A enchente do rio Ipanema (2020). Foto: Defesa Civil/SE

por Carlos Eduardo Ribeiro Jr. | InfoSãoFrancisco

Defesa Civil de Sergipe diz que o estado não conta com plano preventivo integrado e ações emergenciais em caso de enchentes no Baixo São Francisco, argumentando que legislação atribui a competência aos municípios.


As situações de calamidade que hoje atingem a região sul da Bahia e o vale do Parnaíba, no Piauí, deixa evidentes a falta de preparo e de ações preventivas estruturais que o país tem para com situações que poderiam ser talvez menos destrutivas, com respostas mais rápidas e eficazes além de manter o alerta para com uma situação de insegurança no trecho Baixo do rio São Francisco a jusante da UHE Xingó.

Com nove barramentos de grande porte (incluindo Xingó mas sem contar as dezenas de PCHs – Pequenas Centrais Hidrelétricas em Minas Gerais e na Bahia) a montante de suas cabeças e com suas vidas diretamente afetadas pelas operações da UHE Sobradinho (1979/80), que regularizou as águas do Velho Chico, as populações ribeirinhas do Baixo São Francisco têm todas as razões para noites mal dormidas.

Conjunto de dados —
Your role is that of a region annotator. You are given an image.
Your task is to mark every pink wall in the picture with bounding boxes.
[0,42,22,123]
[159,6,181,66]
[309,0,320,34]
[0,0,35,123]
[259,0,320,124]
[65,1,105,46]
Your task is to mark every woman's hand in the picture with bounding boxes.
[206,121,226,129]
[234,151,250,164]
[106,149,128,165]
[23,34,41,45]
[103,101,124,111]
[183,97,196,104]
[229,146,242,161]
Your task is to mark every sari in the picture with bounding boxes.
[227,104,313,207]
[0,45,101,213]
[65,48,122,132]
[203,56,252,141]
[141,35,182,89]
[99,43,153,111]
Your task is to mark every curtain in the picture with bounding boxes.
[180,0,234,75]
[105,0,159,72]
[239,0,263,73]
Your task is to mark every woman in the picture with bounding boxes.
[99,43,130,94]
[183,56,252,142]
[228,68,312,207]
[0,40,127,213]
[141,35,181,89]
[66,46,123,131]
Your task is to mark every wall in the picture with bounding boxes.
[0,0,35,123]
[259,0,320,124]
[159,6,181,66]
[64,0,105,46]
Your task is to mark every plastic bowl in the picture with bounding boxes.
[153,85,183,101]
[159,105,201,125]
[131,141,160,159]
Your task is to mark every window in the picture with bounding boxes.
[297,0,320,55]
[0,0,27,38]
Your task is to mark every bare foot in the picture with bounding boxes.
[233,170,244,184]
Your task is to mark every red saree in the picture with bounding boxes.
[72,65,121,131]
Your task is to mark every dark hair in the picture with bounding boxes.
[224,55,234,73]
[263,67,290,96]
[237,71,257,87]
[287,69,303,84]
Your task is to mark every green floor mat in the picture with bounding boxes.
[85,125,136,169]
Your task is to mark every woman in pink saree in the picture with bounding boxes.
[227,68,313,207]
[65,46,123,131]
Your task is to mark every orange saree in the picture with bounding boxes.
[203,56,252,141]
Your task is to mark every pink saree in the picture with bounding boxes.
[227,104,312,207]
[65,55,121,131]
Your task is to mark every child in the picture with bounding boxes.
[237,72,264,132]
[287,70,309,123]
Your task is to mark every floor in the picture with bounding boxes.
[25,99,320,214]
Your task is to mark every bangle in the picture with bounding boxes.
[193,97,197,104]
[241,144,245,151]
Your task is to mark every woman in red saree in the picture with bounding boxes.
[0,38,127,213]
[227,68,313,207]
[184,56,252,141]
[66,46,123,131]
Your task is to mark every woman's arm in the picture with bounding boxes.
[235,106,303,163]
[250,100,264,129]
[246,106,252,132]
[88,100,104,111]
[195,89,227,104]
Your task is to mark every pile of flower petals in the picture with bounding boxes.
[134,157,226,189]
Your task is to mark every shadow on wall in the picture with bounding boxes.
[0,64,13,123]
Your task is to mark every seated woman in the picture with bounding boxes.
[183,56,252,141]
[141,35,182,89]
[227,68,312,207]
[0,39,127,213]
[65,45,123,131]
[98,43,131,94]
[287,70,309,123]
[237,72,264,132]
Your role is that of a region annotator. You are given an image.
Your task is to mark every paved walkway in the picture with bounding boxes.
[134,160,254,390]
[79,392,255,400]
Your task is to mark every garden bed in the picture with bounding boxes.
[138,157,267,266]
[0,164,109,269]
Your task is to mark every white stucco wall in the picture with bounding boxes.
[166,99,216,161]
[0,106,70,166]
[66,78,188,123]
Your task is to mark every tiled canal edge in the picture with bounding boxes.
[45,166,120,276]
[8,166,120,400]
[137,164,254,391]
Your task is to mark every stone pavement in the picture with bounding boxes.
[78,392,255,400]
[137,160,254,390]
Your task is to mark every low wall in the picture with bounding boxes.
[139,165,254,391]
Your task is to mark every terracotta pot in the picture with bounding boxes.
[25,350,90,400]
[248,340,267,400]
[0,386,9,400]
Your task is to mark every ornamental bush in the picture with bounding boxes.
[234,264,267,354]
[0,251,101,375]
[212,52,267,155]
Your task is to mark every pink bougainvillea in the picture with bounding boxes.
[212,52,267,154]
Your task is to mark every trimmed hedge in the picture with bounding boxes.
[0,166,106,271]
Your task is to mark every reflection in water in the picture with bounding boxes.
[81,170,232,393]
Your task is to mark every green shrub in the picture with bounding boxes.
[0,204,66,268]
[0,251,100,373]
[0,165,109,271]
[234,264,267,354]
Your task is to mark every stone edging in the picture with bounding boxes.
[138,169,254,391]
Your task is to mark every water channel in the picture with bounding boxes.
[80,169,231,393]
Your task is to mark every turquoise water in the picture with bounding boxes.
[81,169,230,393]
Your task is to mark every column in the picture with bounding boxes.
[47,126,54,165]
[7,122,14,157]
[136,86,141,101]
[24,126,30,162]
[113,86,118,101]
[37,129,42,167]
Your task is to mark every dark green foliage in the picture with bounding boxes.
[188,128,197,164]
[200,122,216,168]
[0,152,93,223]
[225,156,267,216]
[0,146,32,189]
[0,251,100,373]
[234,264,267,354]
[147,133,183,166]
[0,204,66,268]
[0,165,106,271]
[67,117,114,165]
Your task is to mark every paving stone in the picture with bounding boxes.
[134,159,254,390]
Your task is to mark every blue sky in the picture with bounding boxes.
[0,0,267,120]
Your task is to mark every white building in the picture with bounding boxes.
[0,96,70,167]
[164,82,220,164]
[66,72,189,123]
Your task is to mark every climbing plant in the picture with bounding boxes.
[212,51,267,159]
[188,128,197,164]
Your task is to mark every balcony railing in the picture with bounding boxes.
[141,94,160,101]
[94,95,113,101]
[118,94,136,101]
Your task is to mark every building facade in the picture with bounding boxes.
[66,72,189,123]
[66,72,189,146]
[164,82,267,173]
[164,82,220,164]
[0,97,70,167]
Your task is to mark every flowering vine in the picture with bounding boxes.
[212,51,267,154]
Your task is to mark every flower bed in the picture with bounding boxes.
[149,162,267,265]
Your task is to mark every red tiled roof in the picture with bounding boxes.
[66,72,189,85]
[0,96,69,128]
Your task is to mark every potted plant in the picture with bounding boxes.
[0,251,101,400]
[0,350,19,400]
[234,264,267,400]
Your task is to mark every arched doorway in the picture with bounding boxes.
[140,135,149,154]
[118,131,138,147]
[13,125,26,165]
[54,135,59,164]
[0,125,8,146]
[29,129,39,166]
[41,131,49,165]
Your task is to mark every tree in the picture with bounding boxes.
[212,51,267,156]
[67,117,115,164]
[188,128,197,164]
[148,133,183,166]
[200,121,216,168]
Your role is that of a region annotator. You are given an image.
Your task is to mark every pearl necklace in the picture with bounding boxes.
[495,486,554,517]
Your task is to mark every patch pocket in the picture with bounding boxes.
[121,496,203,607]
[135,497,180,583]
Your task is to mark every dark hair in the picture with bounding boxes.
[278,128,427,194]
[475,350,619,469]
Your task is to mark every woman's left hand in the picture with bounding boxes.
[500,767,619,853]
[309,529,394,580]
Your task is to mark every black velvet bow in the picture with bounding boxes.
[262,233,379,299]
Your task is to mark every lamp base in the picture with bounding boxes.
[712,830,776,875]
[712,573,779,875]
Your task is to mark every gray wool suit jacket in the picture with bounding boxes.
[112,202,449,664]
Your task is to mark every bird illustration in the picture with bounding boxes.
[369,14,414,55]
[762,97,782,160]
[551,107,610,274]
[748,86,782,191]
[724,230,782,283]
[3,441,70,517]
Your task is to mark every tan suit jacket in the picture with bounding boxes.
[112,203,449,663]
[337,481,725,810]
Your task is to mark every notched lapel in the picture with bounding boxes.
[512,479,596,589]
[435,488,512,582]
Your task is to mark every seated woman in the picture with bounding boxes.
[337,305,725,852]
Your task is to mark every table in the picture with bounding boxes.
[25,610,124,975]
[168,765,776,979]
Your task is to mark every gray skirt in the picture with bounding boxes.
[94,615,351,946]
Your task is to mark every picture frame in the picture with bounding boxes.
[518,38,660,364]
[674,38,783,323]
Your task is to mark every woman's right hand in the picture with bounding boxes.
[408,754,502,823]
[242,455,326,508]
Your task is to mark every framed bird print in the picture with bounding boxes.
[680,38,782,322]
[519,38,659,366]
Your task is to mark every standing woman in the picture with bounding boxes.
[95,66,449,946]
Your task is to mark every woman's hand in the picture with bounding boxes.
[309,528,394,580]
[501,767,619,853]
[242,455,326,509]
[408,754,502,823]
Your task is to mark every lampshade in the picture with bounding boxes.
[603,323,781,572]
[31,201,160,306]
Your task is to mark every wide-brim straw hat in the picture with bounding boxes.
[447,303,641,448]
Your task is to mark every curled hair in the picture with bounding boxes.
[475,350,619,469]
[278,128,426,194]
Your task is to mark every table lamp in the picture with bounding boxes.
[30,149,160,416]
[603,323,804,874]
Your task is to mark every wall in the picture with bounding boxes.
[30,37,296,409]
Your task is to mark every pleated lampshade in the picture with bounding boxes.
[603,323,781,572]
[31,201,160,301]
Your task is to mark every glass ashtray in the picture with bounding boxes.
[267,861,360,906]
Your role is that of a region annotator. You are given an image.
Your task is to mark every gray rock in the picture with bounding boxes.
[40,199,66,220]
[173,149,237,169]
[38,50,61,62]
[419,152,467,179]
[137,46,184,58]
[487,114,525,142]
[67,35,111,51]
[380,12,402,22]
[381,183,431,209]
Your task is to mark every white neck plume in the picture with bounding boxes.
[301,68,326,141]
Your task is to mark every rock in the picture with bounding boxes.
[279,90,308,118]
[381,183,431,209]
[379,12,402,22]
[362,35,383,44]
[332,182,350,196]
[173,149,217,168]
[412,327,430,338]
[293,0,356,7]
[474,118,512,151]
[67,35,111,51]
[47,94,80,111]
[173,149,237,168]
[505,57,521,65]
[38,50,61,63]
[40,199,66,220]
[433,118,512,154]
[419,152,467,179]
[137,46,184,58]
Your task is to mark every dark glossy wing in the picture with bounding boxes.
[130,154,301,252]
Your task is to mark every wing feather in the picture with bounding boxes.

Enunciado da tarefa — Liste todos os estados mencionados no texto sobre as enchentes no Baixo São Francisco. Os dados não são necessários para realizar as tarefas.

Resposta à tarefa — Sergipe, Bahia, Piauí e Minas Gerais.